*Problem to work on*: Copy each line of the entries that contains the word "below".

*Data supplied*:

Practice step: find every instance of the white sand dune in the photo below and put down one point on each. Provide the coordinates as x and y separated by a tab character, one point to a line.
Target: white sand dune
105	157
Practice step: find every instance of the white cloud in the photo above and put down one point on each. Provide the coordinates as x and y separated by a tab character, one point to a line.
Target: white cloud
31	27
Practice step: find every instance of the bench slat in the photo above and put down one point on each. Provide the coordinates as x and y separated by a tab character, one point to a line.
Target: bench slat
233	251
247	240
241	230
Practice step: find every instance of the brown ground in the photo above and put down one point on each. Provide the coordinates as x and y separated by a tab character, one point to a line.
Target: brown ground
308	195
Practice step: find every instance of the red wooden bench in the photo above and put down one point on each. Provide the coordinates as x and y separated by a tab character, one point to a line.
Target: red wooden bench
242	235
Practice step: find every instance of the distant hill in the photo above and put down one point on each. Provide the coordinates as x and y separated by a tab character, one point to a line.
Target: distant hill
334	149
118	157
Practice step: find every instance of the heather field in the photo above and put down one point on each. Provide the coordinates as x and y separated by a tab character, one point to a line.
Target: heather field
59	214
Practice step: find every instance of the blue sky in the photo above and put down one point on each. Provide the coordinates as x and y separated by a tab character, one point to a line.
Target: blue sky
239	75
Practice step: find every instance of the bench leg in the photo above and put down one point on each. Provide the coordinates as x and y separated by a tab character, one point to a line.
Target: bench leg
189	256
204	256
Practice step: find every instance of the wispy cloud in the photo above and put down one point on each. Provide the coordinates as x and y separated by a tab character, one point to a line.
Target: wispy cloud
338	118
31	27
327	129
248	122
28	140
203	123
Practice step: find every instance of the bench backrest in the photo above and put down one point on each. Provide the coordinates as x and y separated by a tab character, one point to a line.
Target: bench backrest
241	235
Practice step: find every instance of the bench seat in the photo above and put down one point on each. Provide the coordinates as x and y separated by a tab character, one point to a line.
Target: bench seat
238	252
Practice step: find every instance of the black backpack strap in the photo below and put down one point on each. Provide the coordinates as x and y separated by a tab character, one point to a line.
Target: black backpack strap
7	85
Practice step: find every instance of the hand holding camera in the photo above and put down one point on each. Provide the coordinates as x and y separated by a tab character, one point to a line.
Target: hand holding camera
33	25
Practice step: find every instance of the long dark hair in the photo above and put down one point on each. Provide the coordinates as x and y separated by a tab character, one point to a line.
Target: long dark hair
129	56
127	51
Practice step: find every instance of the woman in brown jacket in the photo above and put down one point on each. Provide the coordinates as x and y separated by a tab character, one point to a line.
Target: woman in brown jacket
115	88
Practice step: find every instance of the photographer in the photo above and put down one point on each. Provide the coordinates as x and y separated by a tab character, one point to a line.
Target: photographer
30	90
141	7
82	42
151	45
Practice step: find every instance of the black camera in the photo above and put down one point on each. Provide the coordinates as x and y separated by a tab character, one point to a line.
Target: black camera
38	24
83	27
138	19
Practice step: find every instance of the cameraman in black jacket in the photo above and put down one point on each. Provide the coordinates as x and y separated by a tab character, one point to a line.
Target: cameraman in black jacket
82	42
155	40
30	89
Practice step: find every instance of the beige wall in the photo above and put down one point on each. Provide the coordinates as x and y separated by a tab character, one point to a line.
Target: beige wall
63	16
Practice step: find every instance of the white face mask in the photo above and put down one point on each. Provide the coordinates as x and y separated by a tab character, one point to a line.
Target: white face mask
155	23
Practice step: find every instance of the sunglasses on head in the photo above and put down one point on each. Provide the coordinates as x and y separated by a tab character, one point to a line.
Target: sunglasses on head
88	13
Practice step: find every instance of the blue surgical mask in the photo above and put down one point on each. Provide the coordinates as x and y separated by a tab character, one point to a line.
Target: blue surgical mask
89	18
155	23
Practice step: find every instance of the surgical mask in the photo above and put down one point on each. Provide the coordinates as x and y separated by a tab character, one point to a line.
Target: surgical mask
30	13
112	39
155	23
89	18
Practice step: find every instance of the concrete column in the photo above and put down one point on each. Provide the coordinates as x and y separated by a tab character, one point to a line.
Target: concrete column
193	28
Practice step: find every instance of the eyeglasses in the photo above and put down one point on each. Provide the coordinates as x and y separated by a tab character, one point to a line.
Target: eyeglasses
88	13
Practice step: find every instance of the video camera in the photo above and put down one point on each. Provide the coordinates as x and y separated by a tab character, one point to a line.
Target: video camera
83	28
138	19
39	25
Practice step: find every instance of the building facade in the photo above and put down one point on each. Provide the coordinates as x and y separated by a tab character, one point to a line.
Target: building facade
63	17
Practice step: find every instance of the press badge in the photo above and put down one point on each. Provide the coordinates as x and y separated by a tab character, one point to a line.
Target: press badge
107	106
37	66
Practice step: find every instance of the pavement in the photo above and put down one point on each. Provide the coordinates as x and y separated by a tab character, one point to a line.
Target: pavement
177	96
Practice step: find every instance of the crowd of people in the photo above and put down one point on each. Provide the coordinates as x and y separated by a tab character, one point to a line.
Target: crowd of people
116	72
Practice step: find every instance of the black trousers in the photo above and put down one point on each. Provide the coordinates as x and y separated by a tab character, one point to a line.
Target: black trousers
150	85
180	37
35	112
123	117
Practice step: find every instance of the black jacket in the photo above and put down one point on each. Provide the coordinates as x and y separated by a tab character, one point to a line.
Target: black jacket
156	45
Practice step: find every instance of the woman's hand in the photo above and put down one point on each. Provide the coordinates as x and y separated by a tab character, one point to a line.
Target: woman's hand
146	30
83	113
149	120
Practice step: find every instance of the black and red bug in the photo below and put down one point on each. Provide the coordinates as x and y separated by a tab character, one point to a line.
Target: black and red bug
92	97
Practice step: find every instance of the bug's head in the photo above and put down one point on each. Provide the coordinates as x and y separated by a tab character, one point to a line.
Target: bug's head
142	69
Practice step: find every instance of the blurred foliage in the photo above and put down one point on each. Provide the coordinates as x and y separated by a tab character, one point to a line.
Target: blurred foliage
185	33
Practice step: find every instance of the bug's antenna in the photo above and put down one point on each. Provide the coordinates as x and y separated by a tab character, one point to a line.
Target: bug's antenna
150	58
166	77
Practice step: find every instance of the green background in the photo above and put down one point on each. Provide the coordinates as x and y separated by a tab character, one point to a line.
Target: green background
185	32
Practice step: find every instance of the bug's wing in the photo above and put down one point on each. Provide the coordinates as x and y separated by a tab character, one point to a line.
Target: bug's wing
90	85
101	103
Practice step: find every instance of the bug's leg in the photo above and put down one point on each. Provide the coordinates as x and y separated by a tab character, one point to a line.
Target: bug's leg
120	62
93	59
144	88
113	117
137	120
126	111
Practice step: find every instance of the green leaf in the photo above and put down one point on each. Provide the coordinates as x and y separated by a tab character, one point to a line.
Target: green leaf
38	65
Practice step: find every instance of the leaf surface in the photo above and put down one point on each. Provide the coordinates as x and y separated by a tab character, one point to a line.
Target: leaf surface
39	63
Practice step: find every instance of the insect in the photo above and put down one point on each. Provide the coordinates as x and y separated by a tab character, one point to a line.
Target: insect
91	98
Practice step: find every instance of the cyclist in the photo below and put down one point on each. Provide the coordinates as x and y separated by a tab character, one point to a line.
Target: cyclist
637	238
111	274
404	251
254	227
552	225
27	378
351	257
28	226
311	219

*Answer to this problem*:
Practice step: find every instance of the white sand dune in the photo below and put down one point on each. Provide the coordinates as x and y separated by a tab character, one point to a line.
Practice step: find every instance of the black backpack strap in the photo below and put down one point on each. Provide the coordinates as x and y separated by a tab character, one point to a line.
Practice step: find every instance of the black and red bug in the photo below and put down one point on each. Provide the coordinates as x and y separated by a tab character, one point to a line.
Practice step: find every instance of the cyclist in the photo below and put down one point on each. Provide the coordinates as x and y separated by a tab character, one point to a line.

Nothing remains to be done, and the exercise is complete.